** Parts of the exercise **
a) Return, word for word, the part of the passage on Internet geography that opens with the words containing "Pro-Second –Lifer A:  I’m" and closes with "get me started.".
b) In the passage on Internet geography, which three key notions underlie the idea of the Internet as "anti-geographical"?

** Given passage **
________________________

Pro-First Lifer A: Check out my government’s website- on the page entitled ‘Social Media and Web 2.0 in Government’, the White House even has a tagline of ‘Better websites, better government’[7]! Recall too how part of Obama’s success during the election was because of his team’s ability to exploit the medium, being pervasive on Youtube and Twitter. So this is a case in point of an clever integration of our First and Second Lives.

Pro-Second –Lifer A:  I’m confused though – should it not be the other way around? Better government, therefore better websites? … Anyways, let’s not digress from the discussion of the geography of Cyberspace that Dr Dodge and Dr Kitchin are trying to explain. In any case, no offence to Pro-First Lifer 1, but we certainly don’t need more of this country’s presence in our Second Lives, or of this country’s ‘exploitation’ of anything, for that matter, which we have in our First Lives. Way more than enough. Do not get me started.

Martin Dodge and Rob Kitchin: The idea of the Internet as being somehow ‘anti-geographical’ is based on three key notions: fantasy, denial, and ignorance: 1. Internet geography was assumed not to exist. This is anti-corporeal, cyber-utopianist fantasy that somehow the virtual communities of cyberspace can be produced in a realm divorced from material existence. 2. Internet geography was assumed not to be important, so could be denied. The failure of many e-commerce ventures in the dotcom boom, we would argue, was based in part on ignoring the grounded, geographic, realities of computer-mediated communication, logistic networks and labour markets. 3. Internet geography was assumed not be measurable. Because it was hard to do, it was ignored, especially in the heady days of bubble growth. The medium of communication might be virtual, but the Internet is dependent on physical infrastructure and human labour, most of which is invisible to users. The computers are small in scale and are usually hidden from view in anonymous servers rooms and secure, windowless buildings, while the cables are under floors, in ceilings and in conduits buried under roads. The banal technicalities of Internet infrastructures are easily overlooked (just like for other essential utilities of water, electricity) but they are not naturally given. The geographical structure and operation of networks that service modern living have politics.[8]

Pro-Second Lifer B: Dr Dodge, could you give an example please about the political nature of geography?

________________________

** Stored data **
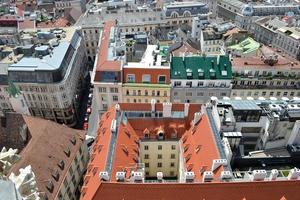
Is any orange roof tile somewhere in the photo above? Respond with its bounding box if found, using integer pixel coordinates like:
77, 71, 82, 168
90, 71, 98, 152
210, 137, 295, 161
90, 181, 300, 200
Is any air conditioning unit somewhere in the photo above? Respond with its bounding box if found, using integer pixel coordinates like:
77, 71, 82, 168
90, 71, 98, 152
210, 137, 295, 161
288, 167, 300, 180
116, 172, 126, 182
156, 172, 164, 182
221, 171, 232, 180
211, 159, 227, 171
203, 171, 214, 182
99, 171, 109, 181
184, 172, 195, 182
132, 172, 143, 182
269, 169, 279, 181
252, 170, 267, 181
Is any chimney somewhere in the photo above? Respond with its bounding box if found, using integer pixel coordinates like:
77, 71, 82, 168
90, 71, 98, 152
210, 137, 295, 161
156, 172, 164, 182
252, 170, 267, 181
99, 171, 109, 181
193, 112, 203, 126
184, 103, 190, 117
110, 119, 117, 133
132, 172, 144, 182
202, 171, 214, 182
184, 172, 195, 183
163, 102, 172, 117
269, 169, 279, 181
116, 172, 125, 182
288, 167, 300, 180
151, 99, 156, 112
221, 171, 232, 180
211, 159, 227, 171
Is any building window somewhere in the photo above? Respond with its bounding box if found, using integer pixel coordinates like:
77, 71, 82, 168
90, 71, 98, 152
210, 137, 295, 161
113, 95, 119, 101
98, 87, 106, 93
158, 76, 166, 84
110, 88, 118, 93
127, 74, 135, 83
142, 74, 151, 83
174, 81, 181, 87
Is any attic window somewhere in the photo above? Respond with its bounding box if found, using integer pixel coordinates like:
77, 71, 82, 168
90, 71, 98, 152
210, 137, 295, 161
52, 169, 59, 181
70, 136, 76, 145
199, 166, 207, 175
46, 181, 54, 193
125, 129, 130, 138
97, 145, 103, 153
122, 145, 129, 156
64, 147, 71, 157
57, 160, 65, 170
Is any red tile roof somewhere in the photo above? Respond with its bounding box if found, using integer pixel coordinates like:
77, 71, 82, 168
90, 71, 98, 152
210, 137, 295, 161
181, 114, 223, 182
81, 103, 300, 200
92, 181, 300, 200
96, 21, 121, 71
11, 115, 85, 200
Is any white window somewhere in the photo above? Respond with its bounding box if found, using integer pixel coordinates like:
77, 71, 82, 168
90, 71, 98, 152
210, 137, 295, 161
142, 74, 151, 83
127, 74, 135, 83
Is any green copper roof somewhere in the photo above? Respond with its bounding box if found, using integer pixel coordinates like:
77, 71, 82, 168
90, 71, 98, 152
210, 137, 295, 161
7, 81, 21, 97
171, 55, 232, 80
227, 37, 260, 54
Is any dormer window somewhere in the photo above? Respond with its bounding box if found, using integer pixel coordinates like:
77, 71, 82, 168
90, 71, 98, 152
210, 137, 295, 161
209, 69, 216, 78
186, 69, 193, 79
198, 69, 204, 78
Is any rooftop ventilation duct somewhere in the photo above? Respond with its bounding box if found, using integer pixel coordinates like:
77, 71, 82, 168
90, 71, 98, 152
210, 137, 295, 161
99, 171, 109, 181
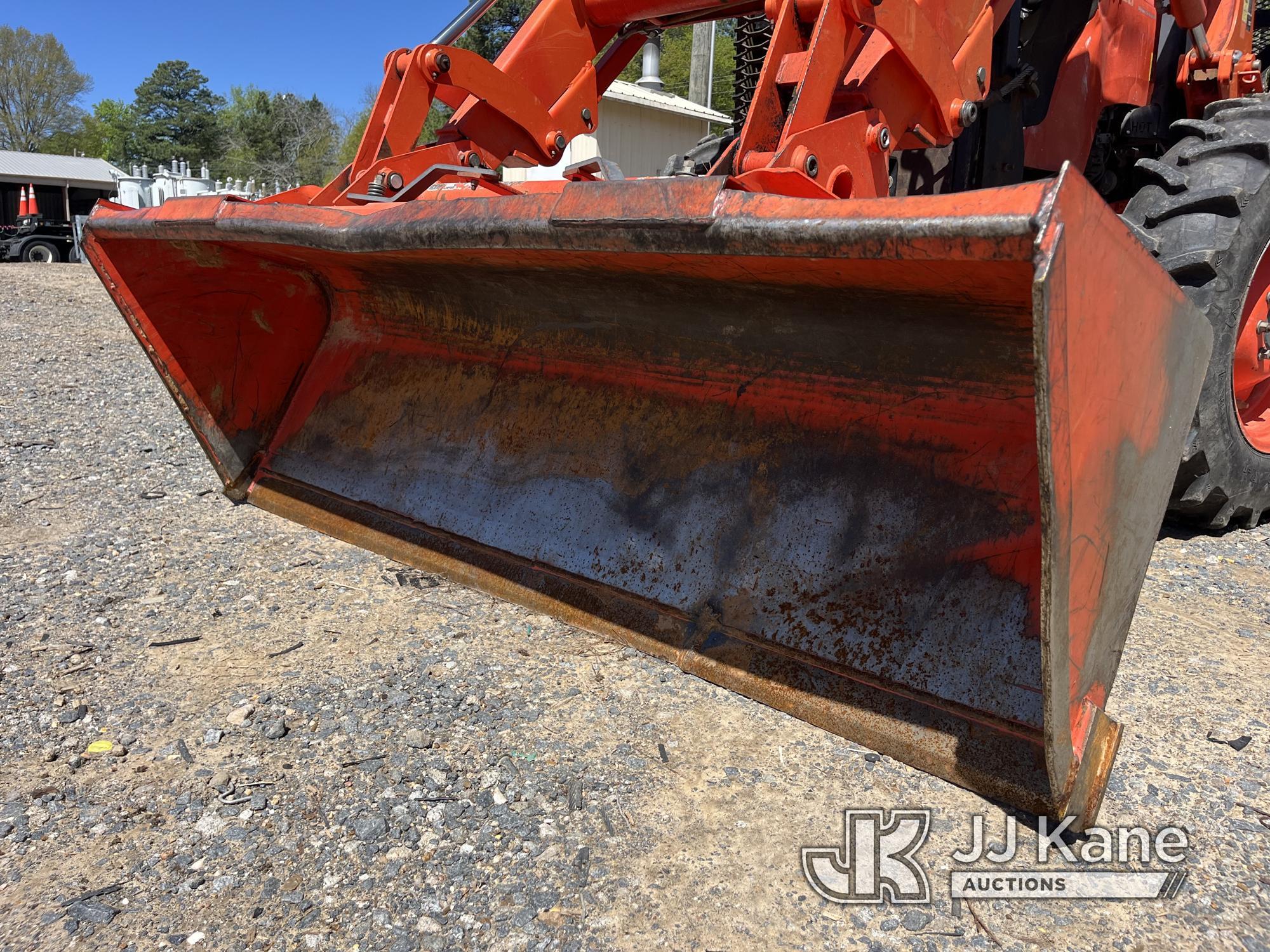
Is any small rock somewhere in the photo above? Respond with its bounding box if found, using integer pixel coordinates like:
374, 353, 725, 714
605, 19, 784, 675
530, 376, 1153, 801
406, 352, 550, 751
353, 816, 389, 843
899, 909, 935, 932
66, 899, 119, 925
1206, 731, 1252, 750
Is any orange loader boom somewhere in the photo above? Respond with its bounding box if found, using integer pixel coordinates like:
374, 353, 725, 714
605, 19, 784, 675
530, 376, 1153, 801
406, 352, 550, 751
86, 0, 1270, 824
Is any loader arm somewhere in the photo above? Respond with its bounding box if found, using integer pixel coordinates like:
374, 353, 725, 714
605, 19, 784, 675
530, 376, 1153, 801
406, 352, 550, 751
296, 0, 1011, 206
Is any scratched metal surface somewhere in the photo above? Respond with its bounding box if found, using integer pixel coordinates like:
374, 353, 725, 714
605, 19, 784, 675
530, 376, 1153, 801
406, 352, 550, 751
265, 259, 1041, 727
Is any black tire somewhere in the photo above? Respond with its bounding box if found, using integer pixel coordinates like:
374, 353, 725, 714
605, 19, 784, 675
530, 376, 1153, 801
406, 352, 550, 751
22, 239, 62, 264
1124, 95, 1270, 529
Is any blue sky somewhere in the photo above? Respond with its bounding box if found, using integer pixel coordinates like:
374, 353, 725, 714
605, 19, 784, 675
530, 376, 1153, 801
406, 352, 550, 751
0, 0, 464, 119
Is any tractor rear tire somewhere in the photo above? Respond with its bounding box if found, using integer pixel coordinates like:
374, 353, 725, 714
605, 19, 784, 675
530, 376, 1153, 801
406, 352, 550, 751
1124, 95, 1270, 529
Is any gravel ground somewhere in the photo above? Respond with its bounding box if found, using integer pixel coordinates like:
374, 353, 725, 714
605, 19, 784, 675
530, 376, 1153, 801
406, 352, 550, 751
0, 264, 1270, 951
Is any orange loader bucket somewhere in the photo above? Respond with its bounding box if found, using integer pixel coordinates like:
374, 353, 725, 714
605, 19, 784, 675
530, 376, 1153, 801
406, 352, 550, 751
86, 173, 1212, 824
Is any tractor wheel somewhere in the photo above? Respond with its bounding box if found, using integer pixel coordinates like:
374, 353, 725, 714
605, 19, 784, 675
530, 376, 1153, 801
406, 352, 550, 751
1124, 95, 1270, 529
22, 241, 62, 264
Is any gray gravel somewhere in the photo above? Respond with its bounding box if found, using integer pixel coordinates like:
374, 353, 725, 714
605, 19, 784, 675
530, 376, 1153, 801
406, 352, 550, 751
0, 265, 1270, 951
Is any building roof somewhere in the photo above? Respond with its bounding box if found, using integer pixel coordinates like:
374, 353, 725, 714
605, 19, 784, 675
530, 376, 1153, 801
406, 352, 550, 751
605, 80, 732, 126
0, 151, 126, 189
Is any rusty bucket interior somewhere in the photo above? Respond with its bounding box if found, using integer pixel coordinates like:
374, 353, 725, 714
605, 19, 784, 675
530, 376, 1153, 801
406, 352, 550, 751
88, 168, 1210, 821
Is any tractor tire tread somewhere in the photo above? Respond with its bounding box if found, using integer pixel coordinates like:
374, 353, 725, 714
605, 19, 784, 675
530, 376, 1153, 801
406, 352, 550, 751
1123, 94, 1270, 529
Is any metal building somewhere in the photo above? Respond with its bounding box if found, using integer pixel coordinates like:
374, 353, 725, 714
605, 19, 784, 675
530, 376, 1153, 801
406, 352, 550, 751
503, 80, 732, 182
0, 151, 123, 226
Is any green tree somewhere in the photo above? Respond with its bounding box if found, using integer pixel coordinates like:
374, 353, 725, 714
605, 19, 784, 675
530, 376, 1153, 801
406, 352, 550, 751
0, 27, 93, 152
455, 0, 538, 62
133, 60, 225, 165
337, 86, 452, 169
621, 19, 737, 116
43, 99, 140, 169
213, 86, 339, 184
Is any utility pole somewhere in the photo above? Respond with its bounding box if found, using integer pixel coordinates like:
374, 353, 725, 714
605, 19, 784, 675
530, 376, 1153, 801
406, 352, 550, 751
688, 22, 715, 109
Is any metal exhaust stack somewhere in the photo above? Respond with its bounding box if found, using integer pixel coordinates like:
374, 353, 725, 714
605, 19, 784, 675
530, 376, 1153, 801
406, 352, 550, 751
88, 174, 1210, 823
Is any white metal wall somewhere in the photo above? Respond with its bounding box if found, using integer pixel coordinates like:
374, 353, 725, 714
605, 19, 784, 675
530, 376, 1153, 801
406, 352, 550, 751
503, 99, 710, 183
596, 99, 710, 178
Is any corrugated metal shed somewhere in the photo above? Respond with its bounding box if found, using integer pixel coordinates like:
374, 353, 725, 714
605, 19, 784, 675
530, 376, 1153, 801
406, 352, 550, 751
603, 80, 732, 126
503, 80, 732, 183
0, 151, 127, 190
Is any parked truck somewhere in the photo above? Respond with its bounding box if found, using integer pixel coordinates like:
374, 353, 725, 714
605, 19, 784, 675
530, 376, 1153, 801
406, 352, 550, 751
0, 216, 75, 264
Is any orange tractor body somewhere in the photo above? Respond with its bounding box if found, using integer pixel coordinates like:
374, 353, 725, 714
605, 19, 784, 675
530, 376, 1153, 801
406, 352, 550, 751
88, 0, 1261, 821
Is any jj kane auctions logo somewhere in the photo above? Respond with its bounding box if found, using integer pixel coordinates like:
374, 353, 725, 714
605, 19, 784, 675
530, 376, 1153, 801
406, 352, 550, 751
801, 810, 1190, 904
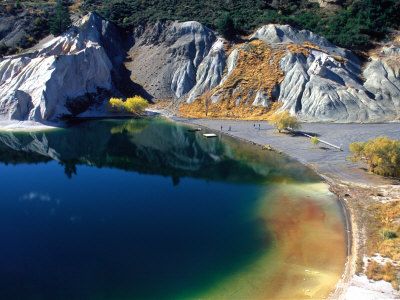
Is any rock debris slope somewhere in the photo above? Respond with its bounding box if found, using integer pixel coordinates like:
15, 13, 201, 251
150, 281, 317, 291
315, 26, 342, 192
127, 21, 216, 99
182, 25, 400, 122
0, 14, 400, 122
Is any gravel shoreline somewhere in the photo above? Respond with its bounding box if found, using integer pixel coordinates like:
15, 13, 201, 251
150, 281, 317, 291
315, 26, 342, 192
172, 116, 400, 300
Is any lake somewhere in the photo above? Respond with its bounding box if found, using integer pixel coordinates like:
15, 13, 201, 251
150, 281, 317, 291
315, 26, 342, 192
0, 118, 346, 300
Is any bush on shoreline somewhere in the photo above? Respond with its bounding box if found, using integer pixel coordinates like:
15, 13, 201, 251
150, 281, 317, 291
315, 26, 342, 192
269, 111, 300, 132
108, 96, 149, 115
349, 136, 400, 177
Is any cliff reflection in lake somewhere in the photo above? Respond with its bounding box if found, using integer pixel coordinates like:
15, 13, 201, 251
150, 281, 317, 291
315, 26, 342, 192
0, 119, 345, 299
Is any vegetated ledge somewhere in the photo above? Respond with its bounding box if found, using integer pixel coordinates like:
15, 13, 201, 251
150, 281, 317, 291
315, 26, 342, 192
166, 117, 400, 299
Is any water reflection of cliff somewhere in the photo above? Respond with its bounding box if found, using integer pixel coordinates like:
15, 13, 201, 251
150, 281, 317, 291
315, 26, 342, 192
0, 119, 315, 183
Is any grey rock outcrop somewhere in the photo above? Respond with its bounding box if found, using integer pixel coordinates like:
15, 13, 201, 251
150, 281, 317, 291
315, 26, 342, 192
127, 21, 216, 99
189, 24, 400, 122
0, 14, 400, 122
0, 14, 123, 121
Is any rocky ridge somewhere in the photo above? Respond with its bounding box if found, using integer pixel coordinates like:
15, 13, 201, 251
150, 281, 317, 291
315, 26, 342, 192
0, 14, 400, 122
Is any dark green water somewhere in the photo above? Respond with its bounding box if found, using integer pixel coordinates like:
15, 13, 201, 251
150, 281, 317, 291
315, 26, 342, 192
0, 119, 319, 300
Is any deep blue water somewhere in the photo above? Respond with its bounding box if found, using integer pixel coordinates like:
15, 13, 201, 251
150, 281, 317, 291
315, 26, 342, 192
0, 120, 318, 300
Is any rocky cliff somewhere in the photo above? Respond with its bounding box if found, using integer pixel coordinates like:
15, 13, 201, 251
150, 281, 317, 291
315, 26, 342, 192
0, 14, 400, 122
0, 14, 123, 121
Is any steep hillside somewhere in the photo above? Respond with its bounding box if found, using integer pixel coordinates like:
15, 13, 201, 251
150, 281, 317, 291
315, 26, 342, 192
0, 14, 123, 121
0, 14, 400, 122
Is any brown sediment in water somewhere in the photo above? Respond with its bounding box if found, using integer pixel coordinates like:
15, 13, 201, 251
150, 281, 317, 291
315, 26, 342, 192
197, 183, 346, 299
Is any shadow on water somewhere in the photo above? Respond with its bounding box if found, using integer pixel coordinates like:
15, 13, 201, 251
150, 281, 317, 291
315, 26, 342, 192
0, 119, 318, 184
0, 119, 328, 300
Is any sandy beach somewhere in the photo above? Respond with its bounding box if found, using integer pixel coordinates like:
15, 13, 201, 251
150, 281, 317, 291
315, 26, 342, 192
169, 116, 400, 299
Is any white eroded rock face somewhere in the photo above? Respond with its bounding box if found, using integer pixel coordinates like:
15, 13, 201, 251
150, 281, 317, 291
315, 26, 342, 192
253, 25, 394, 122
194, 25, 400, 122
127, 21, 217, 99
0, 14, 120, 121
0, 14, 400, 122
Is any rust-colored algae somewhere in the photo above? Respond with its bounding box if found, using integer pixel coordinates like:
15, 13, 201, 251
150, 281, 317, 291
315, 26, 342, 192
179, 40, 286, 120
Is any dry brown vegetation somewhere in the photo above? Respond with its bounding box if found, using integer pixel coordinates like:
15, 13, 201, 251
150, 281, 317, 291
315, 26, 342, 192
366, 200, 400, 289
179, 40, 332, 120
179, 40, 294, 120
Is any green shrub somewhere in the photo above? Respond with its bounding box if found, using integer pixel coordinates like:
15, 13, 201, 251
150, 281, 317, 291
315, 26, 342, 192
350, 137, 400, 177
49, 0, 72, 36
270, 111, 300, 132
83, 0, 400, 48
108, 96, 149, 114
383, 230, 397, 240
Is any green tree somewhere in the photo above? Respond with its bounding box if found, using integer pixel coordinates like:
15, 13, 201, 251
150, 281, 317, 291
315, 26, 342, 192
269, 110, 301, 132
49, 0, 72, 36
349, 136, 400, 177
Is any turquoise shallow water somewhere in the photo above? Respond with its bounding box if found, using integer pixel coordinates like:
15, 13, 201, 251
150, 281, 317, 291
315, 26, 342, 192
0, 119, 342, 299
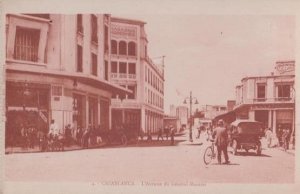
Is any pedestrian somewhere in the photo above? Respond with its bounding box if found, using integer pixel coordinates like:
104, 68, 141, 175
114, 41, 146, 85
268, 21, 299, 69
164, 126, 170, 140
157, 127, 164, 141
48, 119, 59, 140
212, 120, 230, 164
189, 127, 193, 142
65, 124, 72, 145
82, 126, 90, 148
281, 129, 289, 151
147, 131, 152, 141
265, 128, 272, 148
196, 126, 201, 139
276, 125, 283, 146
171, 126, 175, 145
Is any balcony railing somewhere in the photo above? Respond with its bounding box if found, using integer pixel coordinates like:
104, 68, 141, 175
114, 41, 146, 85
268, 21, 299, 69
119, 73, 127, 79
128, 74, 136, 79
110, 73, 136, 79
235, 97, 295, 107
110, 73, 118, 78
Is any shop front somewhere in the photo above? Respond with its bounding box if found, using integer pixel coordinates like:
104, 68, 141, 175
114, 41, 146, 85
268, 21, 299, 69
5, 81, 50, 146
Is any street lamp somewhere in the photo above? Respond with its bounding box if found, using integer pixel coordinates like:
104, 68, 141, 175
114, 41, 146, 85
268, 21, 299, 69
183, 91, 199, 142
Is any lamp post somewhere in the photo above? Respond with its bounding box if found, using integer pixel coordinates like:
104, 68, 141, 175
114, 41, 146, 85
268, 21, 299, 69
183, 91, 199, 142
291, 86, 296, 148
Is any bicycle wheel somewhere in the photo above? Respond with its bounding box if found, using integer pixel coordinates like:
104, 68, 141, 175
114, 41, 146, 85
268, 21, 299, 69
203, 146, 213, 165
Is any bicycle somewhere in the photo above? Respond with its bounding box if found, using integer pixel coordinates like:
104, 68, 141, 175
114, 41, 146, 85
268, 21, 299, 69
203, 140, 216, 165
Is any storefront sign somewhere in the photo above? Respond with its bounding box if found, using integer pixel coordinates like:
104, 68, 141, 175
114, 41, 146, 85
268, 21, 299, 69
275, 62, 295, 74
39, 111, 48, 123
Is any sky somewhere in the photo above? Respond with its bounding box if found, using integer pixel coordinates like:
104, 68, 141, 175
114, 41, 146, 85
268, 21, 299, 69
115, 15, 295, 113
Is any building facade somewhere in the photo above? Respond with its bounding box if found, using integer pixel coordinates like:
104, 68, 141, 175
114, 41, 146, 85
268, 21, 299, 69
234, 61, 295, 132
108, 17, 164, 133
5, 14, 131, 146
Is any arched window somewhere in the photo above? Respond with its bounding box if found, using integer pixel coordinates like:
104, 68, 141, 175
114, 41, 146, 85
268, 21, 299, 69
111, 40, 118, 54
128, 42, 136, 56
119, 41, 127, 55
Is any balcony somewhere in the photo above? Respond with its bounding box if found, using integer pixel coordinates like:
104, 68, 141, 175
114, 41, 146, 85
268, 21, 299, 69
110, 73, 136, 80
235, 97, 295, 108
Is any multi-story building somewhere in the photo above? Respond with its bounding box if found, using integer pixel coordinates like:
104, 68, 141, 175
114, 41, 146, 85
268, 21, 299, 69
169, 104, 177, 117
108, 17, 164, 133
5, 14, 131, 145
234, 61, 295, 131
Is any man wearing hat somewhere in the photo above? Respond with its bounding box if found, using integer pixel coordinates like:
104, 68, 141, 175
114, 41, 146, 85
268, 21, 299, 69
212, 120, 229, 164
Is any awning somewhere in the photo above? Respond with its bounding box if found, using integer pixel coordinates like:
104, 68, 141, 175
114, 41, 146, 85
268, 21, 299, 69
6, 65, 132, 95
213, 110, 236, 123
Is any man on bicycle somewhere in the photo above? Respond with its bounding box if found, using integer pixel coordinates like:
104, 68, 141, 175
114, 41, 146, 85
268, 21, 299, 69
212, 120, 230, 164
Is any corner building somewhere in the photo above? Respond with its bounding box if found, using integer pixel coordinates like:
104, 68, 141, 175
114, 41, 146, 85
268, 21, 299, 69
234, 61, 296, 133
109, 17, 164, 133
5, 14, 130, 146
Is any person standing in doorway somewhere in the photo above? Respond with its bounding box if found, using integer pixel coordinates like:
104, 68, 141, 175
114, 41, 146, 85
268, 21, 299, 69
170, 126, 175, 145
157, 127, 164, 141
265, 128, 272, 148
212, 120, 230, 164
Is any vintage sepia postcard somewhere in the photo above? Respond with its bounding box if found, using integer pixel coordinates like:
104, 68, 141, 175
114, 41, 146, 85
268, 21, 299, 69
0, 0, 300, 194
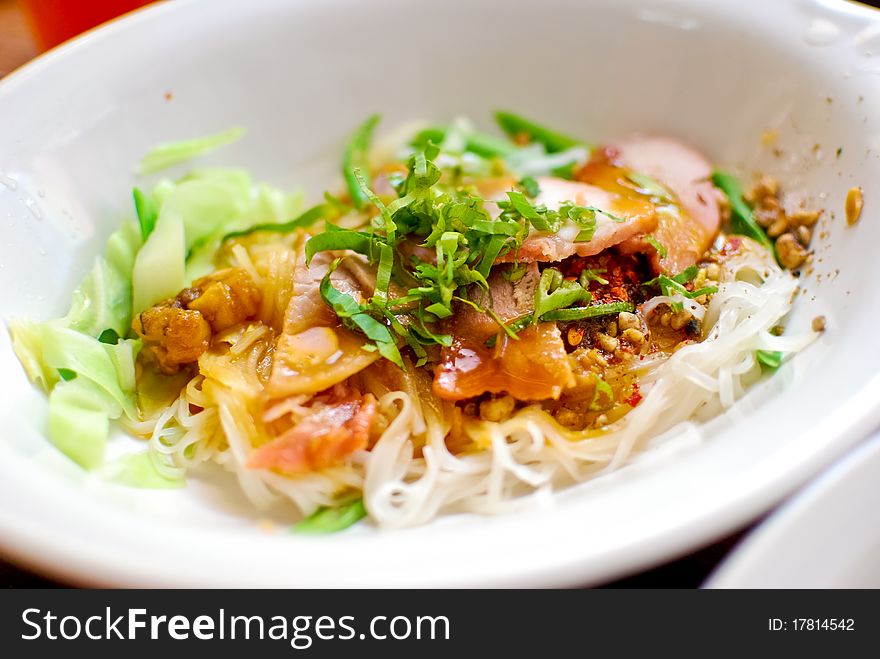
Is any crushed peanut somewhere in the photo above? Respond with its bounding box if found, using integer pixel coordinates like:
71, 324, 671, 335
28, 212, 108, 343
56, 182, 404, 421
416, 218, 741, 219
480, 396, 516, 422
845, 187, 865, 226
669, 311, 691, 330
566, 327, 584, 346
744, 176, 822, 270
776, 233, 807, 270
617, 311, 642, 332
621, 327, 645, 348
596, 332, 626, 353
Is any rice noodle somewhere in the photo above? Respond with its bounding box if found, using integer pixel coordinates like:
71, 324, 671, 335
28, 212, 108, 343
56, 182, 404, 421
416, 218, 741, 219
142, 242, 816, 528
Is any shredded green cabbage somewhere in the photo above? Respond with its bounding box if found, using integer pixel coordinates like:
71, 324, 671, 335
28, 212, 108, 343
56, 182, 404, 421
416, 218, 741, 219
138, 126, 245, 174
10, 129, 303, 480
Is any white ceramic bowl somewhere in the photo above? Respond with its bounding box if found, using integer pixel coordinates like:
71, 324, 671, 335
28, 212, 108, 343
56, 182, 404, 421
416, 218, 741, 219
0, 0, 880, 586
706, 435, 880, 588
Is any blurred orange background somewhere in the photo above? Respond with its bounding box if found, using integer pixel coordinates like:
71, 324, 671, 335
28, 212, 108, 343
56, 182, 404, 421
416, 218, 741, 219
0, 0, 151, 76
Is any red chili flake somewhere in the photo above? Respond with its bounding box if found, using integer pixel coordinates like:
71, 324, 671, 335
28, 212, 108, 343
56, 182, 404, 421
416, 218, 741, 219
721, 237, 742, 256
623, 382, 642, 407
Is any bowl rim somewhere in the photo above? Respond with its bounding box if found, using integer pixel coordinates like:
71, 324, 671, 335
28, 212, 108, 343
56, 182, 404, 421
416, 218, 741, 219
0, 0, 880, 587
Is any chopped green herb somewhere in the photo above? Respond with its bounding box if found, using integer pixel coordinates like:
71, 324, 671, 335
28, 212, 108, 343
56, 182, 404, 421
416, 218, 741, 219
578, 268, 608, 288
590, 378, 614, 412
132, 188, 159, 240
58, 368, 76, 382
342, 114, 380, 208
411, 126, 516, 158
642, 265, 718, 300
712, 171, 774, 253
223, 203, 330, 240
645, 236, 669, 259
755, 350, 782, 371
626, 172, 675, 204
541, 302, 635, 321
534, 268, 593, 319
519, 176, 541, 199
495, 111, 588, 153
292, 498, 367, 534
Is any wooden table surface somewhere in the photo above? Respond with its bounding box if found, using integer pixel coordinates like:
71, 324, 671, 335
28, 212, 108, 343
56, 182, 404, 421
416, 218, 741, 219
0, 0, 880, 588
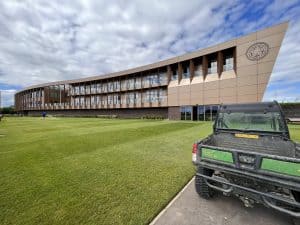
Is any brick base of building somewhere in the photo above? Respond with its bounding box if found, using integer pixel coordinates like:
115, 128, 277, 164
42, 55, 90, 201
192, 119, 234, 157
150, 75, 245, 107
24, 107, 168, 119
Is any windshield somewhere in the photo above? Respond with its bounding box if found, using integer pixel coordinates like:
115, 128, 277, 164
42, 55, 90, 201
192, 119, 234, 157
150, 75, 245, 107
216, 112, 285, 132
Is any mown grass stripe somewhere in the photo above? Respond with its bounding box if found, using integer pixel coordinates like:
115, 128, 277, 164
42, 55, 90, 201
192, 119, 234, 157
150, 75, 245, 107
261, 158, 300, 177
201, 148, 233, 163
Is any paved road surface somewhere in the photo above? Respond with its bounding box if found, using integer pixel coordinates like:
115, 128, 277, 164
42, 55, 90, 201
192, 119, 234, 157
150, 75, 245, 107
154, 178, 293, 225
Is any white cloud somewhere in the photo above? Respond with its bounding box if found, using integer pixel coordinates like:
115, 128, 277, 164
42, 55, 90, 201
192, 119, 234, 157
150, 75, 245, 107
0, 0, 300, 104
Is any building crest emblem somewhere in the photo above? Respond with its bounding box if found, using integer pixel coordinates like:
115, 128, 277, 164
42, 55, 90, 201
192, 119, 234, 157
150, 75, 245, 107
246, 42, 269, 61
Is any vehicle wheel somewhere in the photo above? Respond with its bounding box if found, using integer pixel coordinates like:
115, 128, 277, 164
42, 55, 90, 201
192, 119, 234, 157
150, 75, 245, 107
195, 166, 214, 199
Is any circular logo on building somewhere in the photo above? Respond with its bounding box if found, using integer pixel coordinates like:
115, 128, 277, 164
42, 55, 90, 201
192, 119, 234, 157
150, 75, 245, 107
246, 42, 269, 61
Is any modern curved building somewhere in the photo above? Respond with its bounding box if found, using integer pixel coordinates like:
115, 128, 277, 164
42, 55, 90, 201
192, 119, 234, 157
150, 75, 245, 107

________________________

** Answers to the tasks **
a)
Pro-Second –Lifer A:  I’m confused though – should it not be the other way around? Better government, therefore better websites? … Anyways, let’s not digress from the discussion of the geography of Cyberspace that Dr Dodge and Dr Kitchin are trying to explain. In any case, no offence to Pro-First Lifer 1, but we certainly don’t need more of this country’s presence in our Second Lives, or of this country’s ‘exploitation’ of anything, for that matter, which we have in our First Lives. Way more than enough. Do not get me started.

b) Fantasy, denial, and ignorance.